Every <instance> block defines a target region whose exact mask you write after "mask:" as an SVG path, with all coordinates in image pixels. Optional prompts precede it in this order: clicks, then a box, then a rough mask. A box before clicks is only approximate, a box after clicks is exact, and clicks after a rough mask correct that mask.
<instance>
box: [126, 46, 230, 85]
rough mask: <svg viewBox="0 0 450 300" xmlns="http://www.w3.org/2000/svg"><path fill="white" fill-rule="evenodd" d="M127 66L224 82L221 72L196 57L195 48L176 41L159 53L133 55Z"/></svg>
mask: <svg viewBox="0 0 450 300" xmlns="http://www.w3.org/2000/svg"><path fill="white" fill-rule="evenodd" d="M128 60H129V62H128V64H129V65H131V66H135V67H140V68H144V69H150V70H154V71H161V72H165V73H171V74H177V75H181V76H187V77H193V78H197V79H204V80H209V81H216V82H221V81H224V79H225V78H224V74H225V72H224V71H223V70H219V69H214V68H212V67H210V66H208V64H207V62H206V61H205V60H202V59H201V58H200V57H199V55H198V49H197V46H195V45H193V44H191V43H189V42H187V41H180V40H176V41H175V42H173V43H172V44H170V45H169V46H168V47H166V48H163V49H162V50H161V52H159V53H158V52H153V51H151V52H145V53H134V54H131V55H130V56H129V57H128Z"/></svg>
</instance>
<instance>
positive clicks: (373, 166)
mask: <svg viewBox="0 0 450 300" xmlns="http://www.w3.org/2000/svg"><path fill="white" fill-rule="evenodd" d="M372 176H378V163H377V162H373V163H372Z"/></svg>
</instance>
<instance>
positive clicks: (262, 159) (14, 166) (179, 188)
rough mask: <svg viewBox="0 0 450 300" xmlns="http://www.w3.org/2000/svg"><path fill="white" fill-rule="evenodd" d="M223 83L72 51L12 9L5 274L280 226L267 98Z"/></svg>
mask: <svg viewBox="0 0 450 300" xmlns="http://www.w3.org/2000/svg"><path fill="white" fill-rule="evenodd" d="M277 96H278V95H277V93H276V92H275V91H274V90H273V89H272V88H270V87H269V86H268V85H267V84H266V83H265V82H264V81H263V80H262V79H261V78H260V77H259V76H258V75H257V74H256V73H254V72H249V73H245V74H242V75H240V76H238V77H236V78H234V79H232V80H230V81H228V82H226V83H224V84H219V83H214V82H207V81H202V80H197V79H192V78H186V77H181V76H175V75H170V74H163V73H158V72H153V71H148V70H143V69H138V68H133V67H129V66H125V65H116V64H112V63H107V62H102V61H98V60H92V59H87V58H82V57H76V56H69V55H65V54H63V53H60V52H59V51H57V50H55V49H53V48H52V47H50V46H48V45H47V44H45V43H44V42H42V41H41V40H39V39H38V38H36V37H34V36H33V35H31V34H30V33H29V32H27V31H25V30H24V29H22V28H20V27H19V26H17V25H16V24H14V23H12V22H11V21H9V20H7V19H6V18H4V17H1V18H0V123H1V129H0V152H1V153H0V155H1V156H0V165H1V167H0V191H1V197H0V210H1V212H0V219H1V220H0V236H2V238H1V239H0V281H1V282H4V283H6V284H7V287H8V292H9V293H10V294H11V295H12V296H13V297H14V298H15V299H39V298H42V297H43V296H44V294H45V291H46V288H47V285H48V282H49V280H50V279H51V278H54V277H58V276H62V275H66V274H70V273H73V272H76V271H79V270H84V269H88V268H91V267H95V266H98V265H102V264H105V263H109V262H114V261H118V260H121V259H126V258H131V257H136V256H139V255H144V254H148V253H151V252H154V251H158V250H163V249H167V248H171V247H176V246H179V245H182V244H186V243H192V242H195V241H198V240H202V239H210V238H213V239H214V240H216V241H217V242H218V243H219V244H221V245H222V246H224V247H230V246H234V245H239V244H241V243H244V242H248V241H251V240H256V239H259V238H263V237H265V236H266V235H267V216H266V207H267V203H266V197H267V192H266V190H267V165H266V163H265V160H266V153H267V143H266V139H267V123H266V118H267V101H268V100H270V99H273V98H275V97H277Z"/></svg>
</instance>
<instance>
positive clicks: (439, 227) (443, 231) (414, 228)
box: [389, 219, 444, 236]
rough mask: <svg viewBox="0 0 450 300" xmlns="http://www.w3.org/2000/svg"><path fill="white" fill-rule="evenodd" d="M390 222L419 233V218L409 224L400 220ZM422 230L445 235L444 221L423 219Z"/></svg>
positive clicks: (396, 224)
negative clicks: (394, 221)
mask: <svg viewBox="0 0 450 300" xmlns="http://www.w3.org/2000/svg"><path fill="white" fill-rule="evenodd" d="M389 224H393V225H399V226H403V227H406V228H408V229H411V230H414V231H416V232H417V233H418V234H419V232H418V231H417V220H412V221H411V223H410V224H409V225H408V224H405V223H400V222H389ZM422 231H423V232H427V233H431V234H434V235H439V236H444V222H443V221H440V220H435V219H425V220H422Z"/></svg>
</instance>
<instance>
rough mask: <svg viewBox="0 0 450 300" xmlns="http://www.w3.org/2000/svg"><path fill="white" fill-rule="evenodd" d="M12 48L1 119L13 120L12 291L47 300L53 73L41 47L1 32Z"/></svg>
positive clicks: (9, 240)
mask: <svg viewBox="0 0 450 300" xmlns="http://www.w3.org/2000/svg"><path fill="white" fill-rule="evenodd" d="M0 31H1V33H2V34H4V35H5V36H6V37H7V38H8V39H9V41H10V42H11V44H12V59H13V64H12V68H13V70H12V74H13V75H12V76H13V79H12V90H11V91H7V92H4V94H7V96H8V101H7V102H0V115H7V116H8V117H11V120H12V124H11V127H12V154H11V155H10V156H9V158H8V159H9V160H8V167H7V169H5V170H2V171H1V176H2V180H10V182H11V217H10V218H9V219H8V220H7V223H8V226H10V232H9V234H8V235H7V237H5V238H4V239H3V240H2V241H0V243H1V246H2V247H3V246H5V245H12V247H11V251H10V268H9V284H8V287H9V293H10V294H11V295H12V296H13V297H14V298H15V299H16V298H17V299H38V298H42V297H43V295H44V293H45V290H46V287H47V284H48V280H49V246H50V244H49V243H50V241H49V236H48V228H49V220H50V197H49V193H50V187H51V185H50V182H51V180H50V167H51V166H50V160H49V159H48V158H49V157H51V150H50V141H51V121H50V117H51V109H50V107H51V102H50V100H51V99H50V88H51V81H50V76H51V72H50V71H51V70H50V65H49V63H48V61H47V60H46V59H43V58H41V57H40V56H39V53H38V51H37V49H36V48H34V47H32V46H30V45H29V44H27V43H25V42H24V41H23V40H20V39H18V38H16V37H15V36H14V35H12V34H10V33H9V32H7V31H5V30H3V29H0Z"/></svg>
☆ ☆ ☆ ☆
§ **WHAT TO PRODUCE**: The answer is all of the material, given again exactly.

§ **REPLY**:
Every <instance> block defines a target region whose exact mask you write after "mask:" as an SVG path, with all coordinates in image pixels. Optional prompts precede it in this order: clicks, then a box, then a rough mask. A box before clicks is only approximate, a box after clicks is exact, and clicks after a rough mask correct that mask.
<instance>
box: [126, 46, 230, 85]
rough mask: <svg viewBox="0 0 450 300" xmlns="http://www.w3.org/2000/svg"><path fill="white" fill-rule="evenodd" d="M127 66L224 82L221 72L196 57L195 48L176 41L159 53L133 55Z"/></svg>
mask: <svg viewBox="0 0 450 300" xmlns="http://www.w3.org/2000/svg"><path fill="white" fill-rule="evenodd" d="M128 60H129V62H128V64H129V65H131V66H135V67H140V68H144V69H150V70H154V71H161V72H165V73H171V74H177V75H181V76H187V77H193V78H197V79H204V80H209V81H216V82H221V81H224V79H225V78H224V74H225V72H224V71H223V70H219V69H214V68H212V67H210V66H208V64H207V62H206V61H205V60H202V59H201V58H200V57H199V55H198V49H197V46H195V45H193V44H191V43H189V42H187V41H180V40H176V41H175V42H173V43H172V44H170V45H169V46H168V47H166V48H163V49H162V50H161V52H159V53H158V52H153V51H151V52H145V53H134V54H131V55H130V56H129V57H128Z"/></svg>
</instance>
<instance>
positive clicks: (373, 166)
mask: <svg viewBox="0 0 450 300" xmlns="http://www.w3.org/2000/svg"><path fill="white" fill-rule="evenodd" d="M372 176H378V163H377V162H373V163H372Z"/></svg>
</instance>
<instance>
positive clicks: (262, 159) (14, 166) (179, 188)
rough mask: <svg viewBox="0 0 450 300" xmlns="http://www.w3.org/2000/svg"><path fill="white" fill-rule="evenodd" d="M223 83L72 51L12 9L5 274L280 226L267 98Z"/></svg>
mask: <svg viewBox="0 0 450 300" xmlns="http://www.w3.org/2000/svg"><path fill="white" fill-rule="evenodd" d="M277 96H278V95H277V93H276V92H275V91H274V90H273V89H272V88H270V87H269V86H268V85H267V84H266V83H265V82H264V81H263V80H262V79H261V78H260V77H259V76H258V75H257V74H256V73H254V72H249V73H245V74H242V75H240V76H238V77H236V78H234V79H232V80H230V81H228V82H226V83H224V84H219V83H214V82H207V81H202V80H197V79H192V78H186V77H181V76H175V75H170V74H163V73H158V72H153V71H148V70H143V69H138V68H133V67H129V66H125V65H116V64H112V63H107V62H102V61H98V60H92V59H87V58H82V57H76V56H69V55H65V54H63V53H60V52H59V51H57V50H55V49H53V48H52V47H50V46H48V45H47V44H45V43H44V42H42V41H41V40H39V39H38V38H36V37H34V36H33V35H31V34H30V33H29V32H27V31H25V30H24V29H22V28H20V27H19V26H17V25H16V24H14V23H12V22H11V21H9V20H7V19H6V18H4V17H1V18H0V123H1V129H0V152H1V153H0V155H1V156H0V165H1V167H0V191H1V197H0V210H1V212H0V219H1V220H0V236H2V238H1V239H0V281H1V282H4V283H6V284H7V287H8V292H9V293H10V294H11V295H12V296H13V297H14V298H15V299H39V298H42V297H43V296H44V294H45V291H46V288H47V285H48V282H49V280H50V279H51V278H54V277H58V276H62V275H66V274H70V273H73V272H76V271H79V270H84V269H88V268H91V267H95V266H98V265H102V264H105V263H109V262H114V261H118V260H121V259H126V258H131V257H136V256H139V255H144V254H148V253H151V252H154V251H158V250H163V249H167V248H171V247H176V246H179V245H182V244H186V243H192V242H195V241H198V240H202V239H210V238H213V239H214V240H216V241H217V242H218V243H219V244H221V245H222V246H224V247H230V246H234V245H239V244H241V243H244V242H248V241H251V240H256V239H259V238H263V237H265V236H266V235H267V216H266V207H267V203H266V197H267V192H266V190H267V165H266V163H265V160H266V153H267V143H266V139H267V123H266V118H267V101H268V100H270V99H273V98H275V97H277Z"/></svg>
</instance>
<instance>
positive clicks: (439, 227) (443, 231) (414, 228)
box: [389, 219, 444, 236]
rough mask: <svg viewBox="0 0 450 300" xmlns="http://www.w3.org/2000/svg"><path fill="white" fill-rule="evenodd" d="M390 222L419 233V218L409 224L400 220ZM422 230L445 235L444 221L423 219Z"/></svg>
positive clicks: (396, 224)
negative clicks: (394, 221)
mask: <svg viewBox="0 0 450 300" xmlns="http://www.w3.org/2000/svg"><path fill="white" fill-rule="evenodd" d="M389 224H393V225H399V226H403V227H406V228H408V229H411V230H414V231H416V232H417V233H418V234H419V232H418V231H417V220H412V221H411V223H410V224H409V225H408V224H405V223H400V222H389ZM422 231H423V232H427V233H431V234H434V235H439V236H444V222H443V221H440V220H435V219H425V220H422Z"/></svg>
</instance>
<instance>
rough mask: <svg viewBox="0 0 450 300" xmlns="http://www.w3.org/2000/svg"><path fill="white" fill-rule="evenodd" d="M12 48L1 119L13 120L12 291L47 300L53 73L41 47L1 32Z"/></svg>
positive clicks: (9, 240)
mask: <svg viewBox="0 0 450 300" xmlns="http://www.w3.org/2000/svg"><path fill="white" fill-rule="evenodd" d="M0 31H1V33H2V34H4V35H5V36H6V37H7V38H8V39H9V41H10V42H11V44H12V59H13V64H12V68H13V70H12V74H13V75H12V76H13V79H12V90H11V91H7V92H4V94H7V96H8V101H7V102H0V115H7V116H8V117H11V120H12V124H11V127H12V154H11V155H10V156H9V158H8V159H9V160H8V167H7V169H5V170H2V171H1V176H2V180H10V182H11V217H10V218H9V219H8V220H7V223H8V226H10V232H9V234H8V235H7V237H5V238H4V239H3V240H2V241H0V243H1V246H2V247H3V246H5V245H12V247H11V251H10V268H9V284H8V287H9V293H10V294H11V295H12V296H13V297H14V298H15V299H16V298H17V299H38V298H42V297H43V295H44V293H45V290H46V287H47V284H48V280H49V246H50V244H49V243H50V241H49V236H48V228H49V220H50V197H49V193H50V187H51V185H50V182H51V180H50V167H51V166H50V160H49V159H48V158H49V157H51V150H50V141H51V121H50V117H51V109H50V107H51V102H50V100H51V99H50V88H51V81H50V76H51V72H50V71H51V70H50V65H49V63H48V61H47V60H46V59H43V58H41V57H40V56H39V53H38V51H37V49H36V48H34V47H32V46H30V45H29V44H27V43H25V42H24V41H23V40H20V39H18V38H16V37H15V36H14V35H12V34H10V33H9V32H7V31H5V30H3V29H0Z"/></svg>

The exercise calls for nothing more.